*GOAL OF THE EXERCISE:*
Pull out every line of the material that contains the word "white" and copy each one.

*RAW RECORDS:*
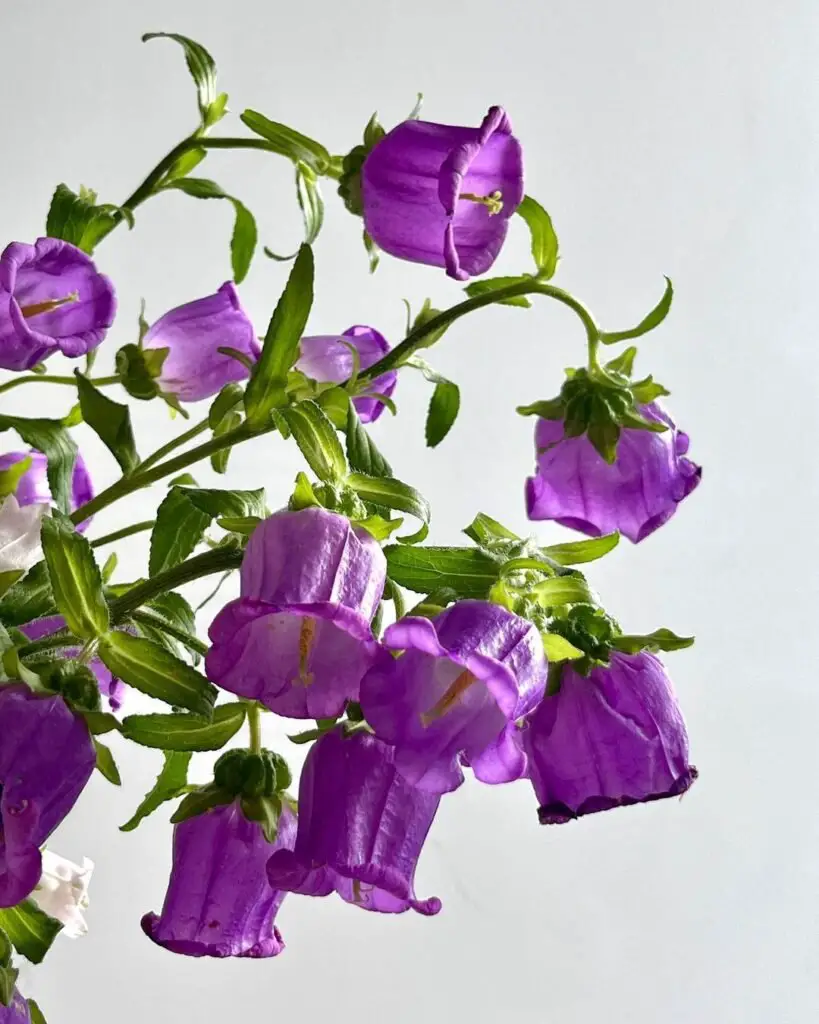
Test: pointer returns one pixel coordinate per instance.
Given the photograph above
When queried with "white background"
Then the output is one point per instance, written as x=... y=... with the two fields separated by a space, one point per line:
x=672 y=137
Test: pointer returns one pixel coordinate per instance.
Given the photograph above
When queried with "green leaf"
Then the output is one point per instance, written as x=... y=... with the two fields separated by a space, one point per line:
x=171 y=782
x=576 y=552
x=317 y=440
x=362 y=455
x=653 y=320
x=50 y=437
x=468 y=571
x=443 y=409
x=76 y=582
x=31 y=931
x=185 y=732
x=544 y=239
x=488 y=285
x=289 y=142
x=111 y=421
x=105 y=764
x=658 y=640
x=267 y=386
x=152 y=670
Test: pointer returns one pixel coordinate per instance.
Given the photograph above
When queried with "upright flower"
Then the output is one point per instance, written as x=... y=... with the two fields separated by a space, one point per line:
x=62 y=892
x=299 y=638
x=443 y=195
x=52 y=299
x=613 y=738
x=328 y=357
x=46 y=758
x=635 y=496
x=361 y=827
x=192 y=336
x=219 y=902
x=455 y=694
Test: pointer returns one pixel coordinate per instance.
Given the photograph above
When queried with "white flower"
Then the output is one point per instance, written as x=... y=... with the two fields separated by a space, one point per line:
x=19 y=535
x=62 y=892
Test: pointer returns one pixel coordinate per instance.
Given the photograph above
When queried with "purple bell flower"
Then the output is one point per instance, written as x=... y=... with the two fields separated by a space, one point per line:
x=111 y=687
x=635 y=496
x=361 y=827
x=442 y=195
x=328 y=358
x=46 y=758
x=219 y=902
x=194 y=333
x=299 y=638
x=455 y=694
x=52 y=299
x=613 y=738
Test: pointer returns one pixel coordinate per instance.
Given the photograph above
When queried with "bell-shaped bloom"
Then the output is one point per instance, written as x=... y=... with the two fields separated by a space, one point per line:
x=110 y=687
x=194 y=334
x=299 y=638
x=613 y=738
x=328 y=358
x=62 y=892
x=635 y=496
x=442 y=195
x=19 y=536
x=46 y=758
x=219 y=902
x=361 y=826
x=52 y=299
x=455 y=694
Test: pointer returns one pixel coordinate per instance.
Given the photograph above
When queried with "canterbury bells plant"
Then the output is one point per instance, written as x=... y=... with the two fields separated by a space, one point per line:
x=506 y=666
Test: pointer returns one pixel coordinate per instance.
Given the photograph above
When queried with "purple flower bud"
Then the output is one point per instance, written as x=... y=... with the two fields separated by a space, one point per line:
x=46 y=758
x=443 y=195
x=299 y=638
x=636 y=495
x=613 y=738
x=219 y=902
x=110 y=686
x=52 y=299
x=361 y=827
x=328 y=358
x=192 y=334
x=455 y=694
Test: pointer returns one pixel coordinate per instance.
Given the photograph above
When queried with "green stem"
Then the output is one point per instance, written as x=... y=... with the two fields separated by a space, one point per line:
x=51 y=379
x=118 y=535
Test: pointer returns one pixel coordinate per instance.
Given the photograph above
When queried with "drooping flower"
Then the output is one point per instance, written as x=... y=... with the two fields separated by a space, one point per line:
x=361 y=826
x=192 y=334
x=636 y=495
x=111 y=687
x=219 y=902
x=46 y=758
x=52 y=299
x=328 y=357
x=442 y=195
x=299 y=638
x=62 y=892
x=613 y=738
x=454 y=695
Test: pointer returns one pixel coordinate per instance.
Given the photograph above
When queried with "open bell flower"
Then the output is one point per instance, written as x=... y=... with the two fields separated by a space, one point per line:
x=361 y=827
x=62 y=892
x=299 y=638
x=635 y=496
x=219 y=902
x=46 y=759
x=192 y=334
x=612 y=738
x=455 y=694
x=442 y=195
x=328 y=358
x=52 y=299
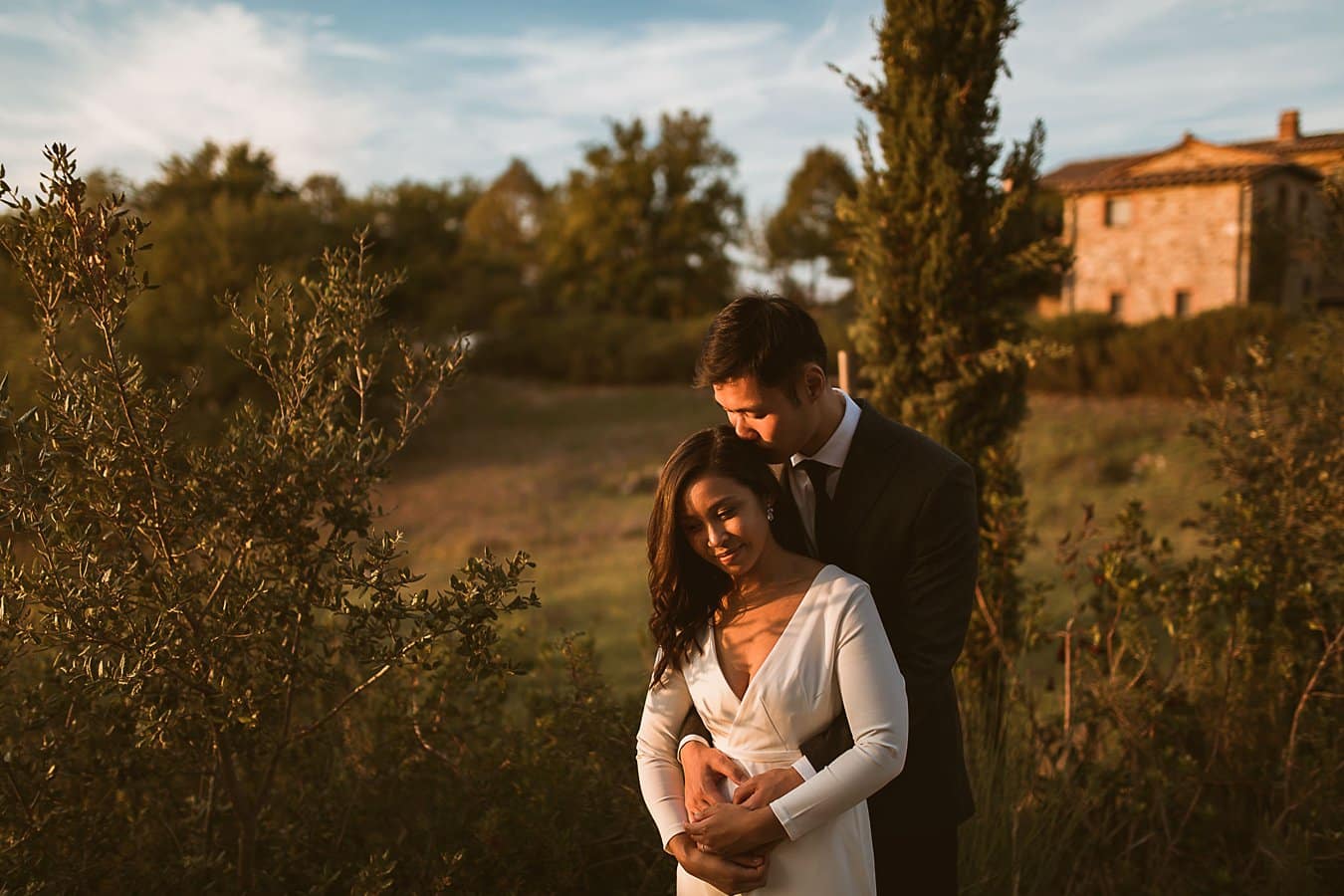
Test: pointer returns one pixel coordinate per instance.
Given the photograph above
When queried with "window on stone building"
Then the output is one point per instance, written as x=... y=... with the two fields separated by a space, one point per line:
x=1117 y=211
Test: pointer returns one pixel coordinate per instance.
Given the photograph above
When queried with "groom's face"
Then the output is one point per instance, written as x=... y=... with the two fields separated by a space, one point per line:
x=779 y=419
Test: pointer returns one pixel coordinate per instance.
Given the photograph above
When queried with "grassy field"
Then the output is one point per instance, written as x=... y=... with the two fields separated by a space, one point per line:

*ANSWER TO THIS EXERCISE:*
When queried with "white background"
When queried with "white flower"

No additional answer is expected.